Copy out the data verbatim, from the line holding "Record the location of each instance of the white planter" through the line holding "(790, 1098)", both lines included.

LISTING:
--

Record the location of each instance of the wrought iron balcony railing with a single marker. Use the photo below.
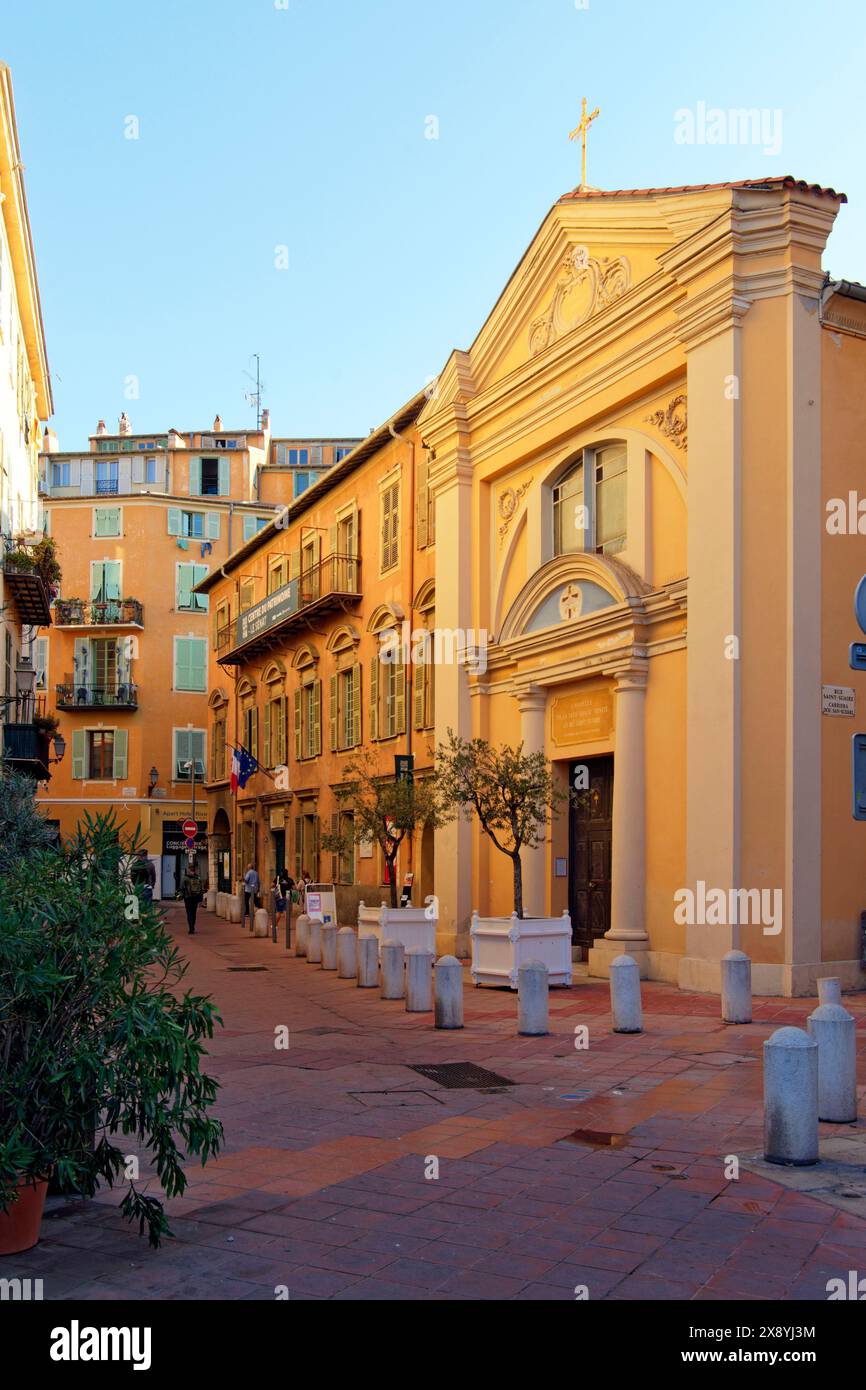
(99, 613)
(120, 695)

--

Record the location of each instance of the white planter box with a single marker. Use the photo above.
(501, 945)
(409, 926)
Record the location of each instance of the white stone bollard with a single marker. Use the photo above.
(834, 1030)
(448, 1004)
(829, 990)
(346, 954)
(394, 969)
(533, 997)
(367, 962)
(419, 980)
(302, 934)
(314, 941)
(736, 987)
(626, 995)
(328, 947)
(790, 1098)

--

TASK ANSWER:
Record the location of each instance of the white planter box with a single marker. Use the photo above.
(501, 945)
(409, 926)
Record the location of each instance of the white stone bollard with a single marker. Use the photo above.
(834, 1030)
(448, 1004)
(829, 990)
(346, 954)
(394, 969)
(533, 997)
(367, 962)
(419, 980)
(302, 934)
(314, 941)
(736, 987)
(626, 995)
(328, 947)
(790, 1098)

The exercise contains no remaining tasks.